*** Task inputs ***

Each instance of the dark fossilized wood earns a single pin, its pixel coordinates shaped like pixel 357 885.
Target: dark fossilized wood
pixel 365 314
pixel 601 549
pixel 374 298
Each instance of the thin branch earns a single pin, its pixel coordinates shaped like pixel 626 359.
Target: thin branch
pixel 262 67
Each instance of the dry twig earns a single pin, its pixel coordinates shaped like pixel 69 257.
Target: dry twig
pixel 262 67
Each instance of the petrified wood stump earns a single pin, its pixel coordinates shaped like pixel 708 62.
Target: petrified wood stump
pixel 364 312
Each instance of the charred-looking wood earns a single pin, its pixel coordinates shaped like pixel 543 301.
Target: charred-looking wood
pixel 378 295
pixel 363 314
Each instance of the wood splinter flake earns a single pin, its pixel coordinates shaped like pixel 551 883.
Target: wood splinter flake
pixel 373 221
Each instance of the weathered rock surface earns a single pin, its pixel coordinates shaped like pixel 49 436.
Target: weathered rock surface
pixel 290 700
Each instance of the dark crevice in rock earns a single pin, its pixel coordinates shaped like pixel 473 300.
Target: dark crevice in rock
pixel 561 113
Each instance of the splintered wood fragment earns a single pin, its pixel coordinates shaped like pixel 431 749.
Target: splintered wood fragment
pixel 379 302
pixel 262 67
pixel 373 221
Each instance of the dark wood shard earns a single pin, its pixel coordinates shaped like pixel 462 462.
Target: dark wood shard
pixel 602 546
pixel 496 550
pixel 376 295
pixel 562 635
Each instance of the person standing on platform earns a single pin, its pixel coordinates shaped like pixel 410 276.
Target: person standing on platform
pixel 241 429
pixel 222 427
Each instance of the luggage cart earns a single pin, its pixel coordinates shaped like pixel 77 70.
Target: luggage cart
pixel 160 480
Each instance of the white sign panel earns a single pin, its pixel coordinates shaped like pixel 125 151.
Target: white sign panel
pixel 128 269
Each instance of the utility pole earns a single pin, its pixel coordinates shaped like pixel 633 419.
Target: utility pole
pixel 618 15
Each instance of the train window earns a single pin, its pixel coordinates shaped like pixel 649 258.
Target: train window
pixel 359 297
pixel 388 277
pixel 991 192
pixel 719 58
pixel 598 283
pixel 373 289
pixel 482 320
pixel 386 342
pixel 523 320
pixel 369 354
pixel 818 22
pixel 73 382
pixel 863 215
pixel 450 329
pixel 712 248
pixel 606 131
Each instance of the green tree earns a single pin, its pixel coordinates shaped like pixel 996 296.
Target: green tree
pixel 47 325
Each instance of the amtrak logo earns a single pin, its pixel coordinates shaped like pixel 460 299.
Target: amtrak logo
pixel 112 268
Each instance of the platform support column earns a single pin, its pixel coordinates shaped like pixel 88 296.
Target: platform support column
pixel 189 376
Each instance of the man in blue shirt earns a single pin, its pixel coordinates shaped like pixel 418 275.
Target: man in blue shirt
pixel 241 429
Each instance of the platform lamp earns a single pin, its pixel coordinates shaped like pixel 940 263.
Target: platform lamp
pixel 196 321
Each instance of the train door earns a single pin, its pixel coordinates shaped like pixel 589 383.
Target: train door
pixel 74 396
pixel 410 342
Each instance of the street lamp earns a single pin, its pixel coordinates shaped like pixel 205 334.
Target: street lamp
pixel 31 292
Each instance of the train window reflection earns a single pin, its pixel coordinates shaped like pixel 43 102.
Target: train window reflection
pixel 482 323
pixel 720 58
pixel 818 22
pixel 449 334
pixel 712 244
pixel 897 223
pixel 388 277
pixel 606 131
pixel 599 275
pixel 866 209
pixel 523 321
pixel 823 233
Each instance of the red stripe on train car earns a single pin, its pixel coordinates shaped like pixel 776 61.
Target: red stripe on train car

***

## The request
Convert every line above into a Markdown table with two columns, Row and Line, numbering the rows in order and omitting any blank lines.

## In response
| Row | Line |
|---|---|
| 1 | Each instance of the dark fossilized wood earns a single pin, its pixel coordinates shaped like pixel 357 885. |
| 2 | Target: dark fossilized wood |
| 3 | pixel 365 314 |
| 4 | pixel 601 549 |
| 5 | pixel 374 298 |
| 6 | Each instance of the thin branch earns a single pin, its pixel coordinates shaped like pixel 626 359. |
| 7 | Target: thin branch |
| 8 | pixel 262 67 |
| 9 | Each instance of the dry twig earns a single pin, its pixel coordinates shaped like pixel 69 257. |
| 10 | Target: dry twig |
| 11 | pixel 262 67 |
| 12 | Each instance of the petrified wood stump earns a single pin, its pixel coordinates shaped like pixel 708 62. |
| 13 | Target: petrified wood stump |
| 14 | pixel 364 312 |
| 15 | Each instance of the charred-looking wood earns a single pin, its pixel coordinates shaped like pixel 543 301. |
| 16 | Target: charred-looking wood |
| 17 | pixel 378 295 |
| 18 | pixel 363 314 |
| 19 | Each instance of the wood splinter flake earns a single pin, its pixel coordinates shaped like pixel 551 883. |
| 20 | Target: wood splinter flake |
| 21 | pixel 373 221 |
| 22 | Each instance of the weathered rock surface earns a single pin, its pixel coordinates shaped like pixel 49 436. |
| 23 | Target: weathered rock surface |
| 24 | pixel 290 700 |
| 25 | Each instance of the dark crevice in rock earns a single pin, its pixel coordinates shaped like pixel 473 300. |
| 26 | Target: dark crevice in rock |
| 27 | pixel 561 113 |
| 28 | Each instance of the splintered wood fragment earns a single pin, its pixel coordinates shaped like pixel 431 749. |
| 29 | Target: splintered wood fragment |
| 30 | pixel 379 302 |
| 31 | pixel 262 67 |
| 32 | pixel 373 221 |
| 33 | Each instance of the dark wood shard earns a single pin, its pixel coordinates shaped like pixel 462 462. |
| 34 | Target: dark wood shard |
| 35 | pixel 602 546 |
| 36 | pixel 496 550 |
| 37 | pixel 376 295 |
| 38 | pixel 562 635 |
| 39 | Each instance of the person standing on platform earns a single pin, its pixel coordinates shaped like pixel 410 276. |
| 40 | Target: person standing on platform |
| 41 | pixel 241 429 |
| 42 | pixel 222 427 |
| 43 | Each instance of the luggage cart earns a single pin, its pixel coordinates shaped like pixel 77 70. |
| 44 | Target: luggage cart |
| 45 | pixel 160 480 |
| 46 | Each instance of the white sign panel earns a single pin, its pixel coordinates shaped like pixel 125 151. |
| 47 | Target: white sign panel |
| 48 | pixel 128 269 |
| 49 | Each instance of the utility pole earns a single pin, its pixel coordinates shaped like pixel 633 419. |
| 50 | Target: utility pole |
| 51 | pixel 618 15 |
| 52 | Each instance of the train window earns a single pin, its pixel coordinates shaped like pixel 649 258. |
| 53 | Target: train window |
| 54 | pixel 359 297 |
| 55 | pixel 388 277 |
| 56 | pixel 991 192 |
| 57 | pixel 719 58 |
| 58 | pixel 598 283 |
| 59 | pixel 373 289 |
| 60 | pixel 482 320 |
| 61 | pixel 386 342 |
| 62 | pixel 523 320 |
| 63 | pixel 369 354 |
| 64 | pixel 818 22 |
| 65 | pixel 73 382 |
| 66 | pixel 863 215 |
| 67 | pixel 450 329 |
| 68 | pixel 712 248 |
| 69 | pixel 606 131 |
| 70 | Each instance of the green tree earns a single pin, its pixel coordinates shaped like pixel 996 296. |
| 71 | Target: green tree |
| 72 | pixel 47 325 |
| 73 | Each instance of the amtrak logo earns a single pin, its pixel coordinates shaped like pixel 460 299. |
| 74 | Target: amtrak logo |
| 75 | pixel 112 268 |
| 76 | Each instance of the platform support column earns a single pin, its pixel coordinates shaped like pixel 88 296. |
| 77 | Target: platform support column |
| 78 | pixel 189 376 |
| 79 | Each instance of the man in blue shirt earns a single pin, its pixel coordinates shaped like pixel 418 275. |
| 80 | Target: man in blue shirt |
| 81 | pixel 241 429 |
| 82 | Each instance of the platform lamp earns a single pin, its pixel coordinates shaped like pixel 940 263. |
| 83 | Target: platform lamp |
| 84 | pixel 196 321 |
| 85 | Each instance of the train door earns a single pin, its pixel coordinates shaped like pixel 589 383. |
| 86 | Target: train door |
| 87 | pixel 74 396 |
| 88 | pixel 410 342 |
| 89 | Each instance of the street lamp earns a single pin, its pixel coordinates shaped like pixel 205 334. |
| 90 | Target: street lamp |
| 91 | pixel 31 292 |
| 92 | Each instance of the train window reflection earns a single pin, its pixel coordinates shaped like pixel 43 102. |
| 93 | Target: train window reflection |
| 94 | pixel 482 323 |
| 95 | pixel 720 58 |
| 96 | pixel 818 22 |
| 97 | pixel 449 334 |
| 98 | pixel 712 244 |
| 99 | pixel 897 223 |
| 100 | pixel 388 277 |
| 101 | pixel 606 131 |
| 102 | pixel 599 275 |
| 103 | pixel 866 209 |
| 104 | pixel 523 321 |
| 105 | pixel 823 233 |
| 106 | Each instance of the red stripe on train car earns a single pin, its pixel coordinates shaped like pixel 776 61. |
| 107 | Target: red stripe on train car |